Work order — Please summarize the text on early norepinephrine initiation in two sentences.

A systematic search in Pubmed, EMbase and the Cochrane Library to identify eligible randomized controlled trials, propensity score matching (PSM) and observational studies that compare early norepinephrine initiation with non-early norepinephrine initiation in patients with acute circulatory failure. The primary outcome was mortality in intensive care unit. Secondary outcomes included intensive care unit length of stay, fluid volume received at 6 h, norepinephrine dose, mechanical ventilation-free days, renal replacement therapy free days, and time to achieve a targeted mean arterial pressure (MAP). Meta-analysis and subgroup analysis were conducted to calculate odds ratio (OR) or mean difference with 95% confidence interval (95%CI) using random-effect model. Trial sequential analysis was conducted to evaluate the conclusiveness of evidence.

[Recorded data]

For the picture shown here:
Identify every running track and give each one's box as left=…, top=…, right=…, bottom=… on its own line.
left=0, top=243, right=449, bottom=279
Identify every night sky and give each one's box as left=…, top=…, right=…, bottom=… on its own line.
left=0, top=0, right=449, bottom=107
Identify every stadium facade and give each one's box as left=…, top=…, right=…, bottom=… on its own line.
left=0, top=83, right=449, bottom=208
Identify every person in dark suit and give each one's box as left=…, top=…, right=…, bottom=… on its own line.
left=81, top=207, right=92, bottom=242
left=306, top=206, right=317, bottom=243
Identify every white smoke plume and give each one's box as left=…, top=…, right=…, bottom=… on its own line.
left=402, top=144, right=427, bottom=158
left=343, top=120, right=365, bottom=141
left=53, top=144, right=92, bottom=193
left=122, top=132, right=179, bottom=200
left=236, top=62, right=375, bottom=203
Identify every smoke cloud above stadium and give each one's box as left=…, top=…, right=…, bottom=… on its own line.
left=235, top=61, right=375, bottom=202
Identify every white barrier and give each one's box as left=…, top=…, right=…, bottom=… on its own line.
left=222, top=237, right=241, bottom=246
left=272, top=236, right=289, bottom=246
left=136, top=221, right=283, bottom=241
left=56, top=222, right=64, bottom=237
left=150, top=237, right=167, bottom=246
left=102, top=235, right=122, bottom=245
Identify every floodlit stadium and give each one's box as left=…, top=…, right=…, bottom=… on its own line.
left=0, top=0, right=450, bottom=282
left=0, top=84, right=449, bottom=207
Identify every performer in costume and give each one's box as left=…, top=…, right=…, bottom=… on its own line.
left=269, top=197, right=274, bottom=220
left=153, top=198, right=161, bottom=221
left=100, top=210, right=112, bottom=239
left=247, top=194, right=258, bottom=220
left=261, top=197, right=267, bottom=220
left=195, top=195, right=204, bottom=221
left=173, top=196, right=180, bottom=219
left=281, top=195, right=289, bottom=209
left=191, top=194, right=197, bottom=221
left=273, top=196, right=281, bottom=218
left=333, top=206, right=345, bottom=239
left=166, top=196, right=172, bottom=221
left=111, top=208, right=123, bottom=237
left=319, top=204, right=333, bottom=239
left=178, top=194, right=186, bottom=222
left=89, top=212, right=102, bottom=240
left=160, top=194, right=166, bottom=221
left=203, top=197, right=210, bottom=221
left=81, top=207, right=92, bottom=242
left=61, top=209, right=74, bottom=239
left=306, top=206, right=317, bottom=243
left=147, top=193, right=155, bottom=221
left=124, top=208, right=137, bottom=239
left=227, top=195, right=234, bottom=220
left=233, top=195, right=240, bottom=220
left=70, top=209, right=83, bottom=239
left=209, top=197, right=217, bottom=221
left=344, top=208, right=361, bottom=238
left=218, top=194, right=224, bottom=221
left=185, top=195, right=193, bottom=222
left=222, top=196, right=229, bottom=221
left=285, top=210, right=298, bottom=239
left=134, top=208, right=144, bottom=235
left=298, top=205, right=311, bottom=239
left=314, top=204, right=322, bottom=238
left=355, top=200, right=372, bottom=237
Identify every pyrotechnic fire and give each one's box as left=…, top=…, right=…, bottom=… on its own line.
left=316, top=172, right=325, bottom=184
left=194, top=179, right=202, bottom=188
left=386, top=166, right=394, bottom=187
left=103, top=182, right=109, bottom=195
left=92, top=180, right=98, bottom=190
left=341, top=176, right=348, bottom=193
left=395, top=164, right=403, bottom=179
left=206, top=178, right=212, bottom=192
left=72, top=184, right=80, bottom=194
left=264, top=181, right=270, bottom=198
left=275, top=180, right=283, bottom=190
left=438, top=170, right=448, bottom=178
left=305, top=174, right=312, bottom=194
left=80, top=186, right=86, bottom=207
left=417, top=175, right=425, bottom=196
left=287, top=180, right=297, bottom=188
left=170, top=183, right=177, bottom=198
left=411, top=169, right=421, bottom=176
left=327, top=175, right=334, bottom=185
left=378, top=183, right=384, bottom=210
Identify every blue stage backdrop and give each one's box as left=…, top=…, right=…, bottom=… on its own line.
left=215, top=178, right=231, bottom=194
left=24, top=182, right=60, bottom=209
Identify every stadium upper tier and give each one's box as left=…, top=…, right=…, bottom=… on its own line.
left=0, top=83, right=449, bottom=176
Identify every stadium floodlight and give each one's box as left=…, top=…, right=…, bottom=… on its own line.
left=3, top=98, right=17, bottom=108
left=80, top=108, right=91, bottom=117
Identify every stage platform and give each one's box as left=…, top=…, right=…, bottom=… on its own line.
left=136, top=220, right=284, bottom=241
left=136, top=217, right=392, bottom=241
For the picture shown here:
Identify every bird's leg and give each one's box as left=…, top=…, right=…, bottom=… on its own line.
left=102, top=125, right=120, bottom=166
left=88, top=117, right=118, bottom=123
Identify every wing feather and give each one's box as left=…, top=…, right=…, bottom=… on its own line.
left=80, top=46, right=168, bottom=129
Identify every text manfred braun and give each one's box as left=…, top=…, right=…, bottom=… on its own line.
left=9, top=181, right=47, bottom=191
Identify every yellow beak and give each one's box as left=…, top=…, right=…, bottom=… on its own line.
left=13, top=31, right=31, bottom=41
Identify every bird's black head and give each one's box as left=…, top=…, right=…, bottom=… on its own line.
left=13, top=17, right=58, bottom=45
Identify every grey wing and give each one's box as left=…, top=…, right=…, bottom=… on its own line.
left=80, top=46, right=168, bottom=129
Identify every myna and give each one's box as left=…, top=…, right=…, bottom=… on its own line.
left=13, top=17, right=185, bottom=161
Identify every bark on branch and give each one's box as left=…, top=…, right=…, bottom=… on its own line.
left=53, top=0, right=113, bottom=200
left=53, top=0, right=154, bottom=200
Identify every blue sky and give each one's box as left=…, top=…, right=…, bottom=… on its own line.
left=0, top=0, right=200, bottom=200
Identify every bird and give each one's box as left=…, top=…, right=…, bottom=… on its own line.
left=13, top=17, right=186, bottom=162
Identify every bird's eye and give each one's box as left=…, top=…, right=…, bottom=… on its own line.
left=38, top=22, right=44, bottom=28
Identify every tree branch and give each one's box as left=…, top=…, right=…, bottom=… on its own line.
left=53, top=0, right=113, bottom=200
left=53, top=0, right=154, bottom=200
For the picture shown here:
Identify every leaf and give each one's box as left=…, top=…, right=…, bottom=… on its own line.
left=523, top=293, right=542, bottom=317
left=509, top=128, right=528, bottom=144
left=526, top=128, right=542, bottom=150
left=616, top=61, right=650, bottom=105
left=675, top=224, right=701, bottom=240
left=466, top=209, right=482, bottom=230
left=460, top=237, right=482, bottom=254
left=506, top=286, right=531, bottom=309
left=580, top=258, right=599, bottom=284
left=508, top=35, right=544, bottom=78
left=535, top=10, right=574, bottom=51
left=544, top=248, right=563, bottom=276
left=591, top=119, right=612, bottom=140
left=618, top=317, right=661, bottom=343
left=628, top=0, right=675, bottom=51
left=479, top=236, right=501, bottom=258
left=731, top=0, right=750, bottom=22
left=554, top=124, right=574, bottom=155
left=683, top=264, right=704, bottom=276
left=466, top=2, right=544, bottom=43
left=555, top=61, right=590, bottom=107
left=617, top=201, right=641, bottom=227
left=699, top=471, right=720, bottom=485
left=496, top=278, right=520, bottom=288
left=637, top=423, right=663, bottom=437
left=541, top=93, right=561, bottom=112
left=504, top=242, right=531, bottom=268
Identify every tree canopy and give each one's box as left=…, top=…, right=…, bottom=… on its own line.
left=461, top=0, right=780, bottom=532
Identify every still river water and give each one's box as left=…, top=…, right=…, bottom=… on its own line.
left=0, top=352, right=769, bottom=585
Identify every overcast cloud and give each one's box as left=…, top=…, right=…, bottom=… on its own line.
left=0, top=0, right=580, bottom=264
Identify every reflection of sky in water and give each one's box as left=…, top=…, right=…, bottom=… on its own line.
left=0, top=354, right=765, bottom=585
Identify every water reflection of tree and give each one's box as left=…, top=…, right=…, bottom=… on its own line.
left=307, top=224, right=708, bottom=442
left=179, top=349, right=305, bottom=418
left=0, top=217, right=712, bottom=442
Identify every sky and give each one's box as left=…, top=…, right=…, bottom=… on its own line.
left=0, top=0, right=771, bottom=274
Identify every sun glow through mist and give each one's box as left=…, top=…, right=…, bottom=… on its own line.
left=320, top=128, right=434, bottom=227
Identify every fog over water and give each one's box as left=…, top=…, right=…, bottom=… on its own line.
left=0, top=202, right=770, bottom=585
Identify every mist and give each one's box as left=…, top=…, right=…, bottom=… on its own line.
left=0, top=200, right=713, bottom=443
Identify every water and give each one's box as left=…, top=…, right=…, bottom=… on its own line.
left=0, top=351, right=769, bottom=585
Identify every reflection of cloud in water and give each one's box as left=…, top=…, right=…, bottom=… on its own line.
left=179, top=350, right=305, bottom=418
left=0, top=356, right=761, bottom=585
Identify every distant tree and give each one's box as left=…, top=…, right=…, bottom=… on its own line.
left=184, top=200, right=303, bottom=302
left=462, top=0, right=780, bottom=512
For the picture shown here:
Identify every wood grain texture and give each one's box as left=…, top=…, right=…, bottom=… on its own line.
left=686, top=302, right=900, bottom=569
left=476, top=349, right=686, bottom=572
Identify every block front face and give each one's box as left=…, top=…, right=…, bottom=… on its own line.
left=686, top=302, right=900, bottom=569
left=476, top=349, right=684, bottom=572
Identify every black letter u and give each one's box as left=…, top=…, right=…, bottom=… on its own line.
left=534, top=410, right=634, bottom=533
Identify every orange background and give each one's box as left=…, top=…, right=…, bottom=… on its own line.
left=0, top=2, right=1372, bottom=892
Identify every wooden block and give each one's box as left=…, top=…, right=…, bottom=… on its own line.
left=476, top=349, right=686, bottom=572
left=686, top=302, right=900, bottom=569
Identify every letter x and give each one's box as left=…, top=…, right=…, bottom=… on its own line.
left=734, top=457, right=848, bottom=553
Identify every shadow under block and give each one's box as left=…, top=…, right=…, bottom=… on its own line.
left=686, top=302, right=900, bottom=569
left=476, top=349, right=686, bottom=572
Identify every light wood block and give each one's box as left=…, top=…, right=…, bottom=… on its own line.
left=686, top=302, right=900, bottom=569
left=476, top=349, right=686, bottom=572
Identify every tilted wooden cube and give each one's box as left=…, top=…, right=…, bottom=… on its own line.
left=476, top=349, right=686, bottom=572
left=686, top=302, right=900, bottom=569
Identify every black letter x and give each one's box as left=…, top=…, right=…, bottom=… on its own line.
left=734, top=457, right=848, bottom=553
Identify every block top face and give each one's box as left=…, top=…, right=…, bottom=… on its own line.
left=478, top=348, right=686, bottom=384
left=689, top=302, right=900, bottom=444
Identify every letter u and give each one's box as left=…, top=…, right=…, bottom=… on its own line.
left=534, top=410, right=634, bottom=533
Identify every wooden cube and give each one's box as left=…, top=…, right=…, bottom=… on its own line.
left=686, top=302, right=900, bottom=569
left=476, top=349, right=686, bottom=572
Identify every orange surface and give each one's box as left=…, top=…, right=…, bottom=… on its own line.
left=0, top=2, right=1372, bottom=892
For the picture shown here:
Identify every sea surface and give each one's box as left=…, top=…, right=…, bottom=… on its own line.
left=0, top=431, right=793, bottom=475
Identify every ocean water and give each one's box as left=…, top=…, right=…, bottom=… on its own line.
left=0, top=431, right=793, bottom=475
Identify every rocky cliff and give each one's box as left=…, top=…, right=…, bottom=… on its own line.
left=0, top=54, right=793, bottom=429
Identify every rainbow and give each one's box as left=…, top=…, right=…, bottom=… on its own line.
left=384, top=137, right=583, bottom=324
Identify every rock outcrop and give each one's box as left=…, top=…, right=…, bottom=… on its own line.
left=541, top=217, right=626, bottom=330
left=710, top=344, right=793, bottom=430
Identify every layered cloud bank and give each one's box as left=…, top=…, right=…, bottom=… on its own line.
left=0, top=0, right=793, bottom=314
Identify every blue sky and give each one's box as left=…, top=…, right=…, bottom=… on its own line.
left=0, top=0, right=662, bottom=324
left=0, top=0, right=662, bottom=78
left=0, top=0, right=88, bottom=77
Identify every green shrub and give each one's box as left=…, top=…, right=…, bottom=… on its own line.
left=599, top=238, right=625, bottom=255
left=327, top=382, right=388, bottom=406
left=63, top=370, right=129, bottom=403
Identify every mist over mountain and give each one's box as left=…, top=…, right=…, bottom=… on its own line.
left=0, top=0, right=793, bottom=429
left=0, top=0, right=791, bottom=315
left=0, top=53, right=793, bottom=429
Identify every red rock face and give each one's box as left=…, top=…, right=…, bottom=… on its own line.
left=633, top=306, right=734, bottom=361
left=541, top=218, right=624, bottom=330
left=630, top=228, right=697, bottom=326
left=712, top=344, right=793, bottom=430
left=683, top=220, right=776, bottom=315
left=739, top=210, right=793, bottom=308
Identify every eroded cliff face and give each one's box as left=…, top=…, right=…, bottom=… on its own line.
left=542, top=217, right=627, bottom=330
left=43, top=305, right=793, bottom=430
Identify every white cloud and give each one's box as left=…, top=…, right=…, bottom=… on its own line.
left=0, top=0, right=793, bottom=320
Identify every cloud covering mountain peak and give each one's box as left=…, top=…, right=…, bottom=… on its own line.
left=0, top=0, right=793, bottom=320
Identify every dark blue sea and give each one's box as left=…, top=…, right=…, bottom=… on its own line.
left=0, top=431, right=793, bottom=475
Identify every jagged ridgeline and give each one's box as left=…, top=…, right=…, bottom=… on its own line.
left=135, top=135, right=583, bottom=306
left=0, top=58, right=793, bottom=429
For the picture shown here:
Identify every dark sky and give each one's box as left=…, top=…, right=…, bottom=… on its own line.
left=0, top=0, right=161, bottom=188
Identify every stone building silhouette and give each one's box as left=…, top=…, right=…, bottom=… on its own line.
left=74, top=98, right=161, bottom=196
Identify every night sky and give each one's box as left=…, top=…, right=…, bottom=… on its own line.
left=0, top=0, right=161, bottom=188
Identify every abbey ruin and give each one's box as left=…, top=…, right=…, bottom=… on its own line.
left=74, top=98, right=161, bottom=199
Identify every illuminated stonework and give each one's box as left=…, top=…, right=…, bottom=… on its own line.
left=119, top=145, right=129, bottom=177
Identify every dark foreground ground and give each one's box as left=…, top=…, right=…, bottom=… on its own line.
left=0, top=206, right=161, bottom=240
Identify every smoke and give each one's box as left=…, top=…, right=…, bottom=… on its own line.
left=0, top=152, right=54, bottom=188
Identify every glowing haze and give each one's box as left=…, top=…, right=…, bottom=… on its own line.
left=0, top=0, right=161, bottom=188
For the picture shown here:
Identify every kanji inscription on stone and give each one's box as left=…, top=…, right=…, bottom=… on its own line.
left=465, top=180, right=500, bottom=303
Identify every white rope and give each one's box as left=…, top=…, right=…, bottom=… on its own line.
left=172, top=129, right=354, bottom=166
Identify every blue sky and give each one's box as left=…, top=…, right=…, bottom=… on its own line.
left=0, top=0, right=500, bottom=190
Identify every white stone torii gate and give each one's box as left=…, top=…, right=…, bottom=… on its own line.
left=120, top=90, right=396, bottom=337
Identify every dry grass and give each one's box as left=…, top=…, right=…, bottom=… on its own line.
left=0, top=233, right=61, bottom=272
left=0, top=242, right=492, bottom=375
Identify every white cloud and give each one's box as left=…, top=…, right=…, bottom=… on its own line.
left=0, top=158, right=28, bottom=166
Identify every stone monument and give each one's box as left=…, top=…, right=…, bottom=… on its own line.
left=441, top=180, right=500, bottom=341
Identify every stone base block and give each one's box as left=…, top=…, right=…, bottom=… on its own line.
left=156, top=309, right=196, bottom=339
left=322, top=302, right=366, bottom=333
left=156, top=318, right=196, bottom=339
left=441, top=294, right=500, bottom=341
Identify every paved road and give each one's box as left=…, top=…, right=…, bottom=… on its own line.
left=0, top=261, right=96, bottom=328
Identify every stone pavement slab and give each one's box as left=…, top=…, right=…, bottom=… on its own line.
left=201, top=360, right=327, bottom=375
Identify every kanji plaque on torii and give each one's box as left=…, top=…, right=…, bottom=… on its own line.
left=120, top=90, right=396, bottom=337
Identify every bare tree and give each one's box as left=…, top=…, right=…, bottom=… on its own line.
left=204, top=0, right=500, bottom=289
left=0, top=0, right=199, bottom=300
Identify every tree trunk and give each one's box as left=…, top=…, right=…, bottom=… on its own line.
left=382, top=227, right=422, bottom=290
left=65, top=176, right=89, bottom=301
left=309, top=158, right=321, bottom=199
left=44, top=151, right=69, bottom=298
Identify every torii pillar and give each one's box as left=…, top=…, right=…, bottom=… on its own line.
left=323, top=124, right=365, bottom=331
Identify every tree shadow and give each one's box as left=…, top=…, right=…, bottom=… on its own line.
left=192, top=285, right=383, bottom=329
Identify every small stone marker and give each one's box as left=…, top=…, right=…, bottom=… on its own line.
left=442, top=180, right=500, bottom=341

Your response — A systematic search of Pubmed, EMbase and the Cochrane Library sought randomized controlled trials, propensity score matching and observational studies comparing early with non-early norepinephrine initiation in patients with acute circulatory failure, with intensive care unit mortality as the primary outcome. Secondary outcomes included intensive care unit length of stay, fluid volume received at 6 h, norepinephrine dose, mechanical ventilation-free and renal replacement therapy-free days, and time to a targeted mean arterial pressure, and the evidence was assessed by random-effect meta-analysis, subgroup analysis and trial sequential analysis.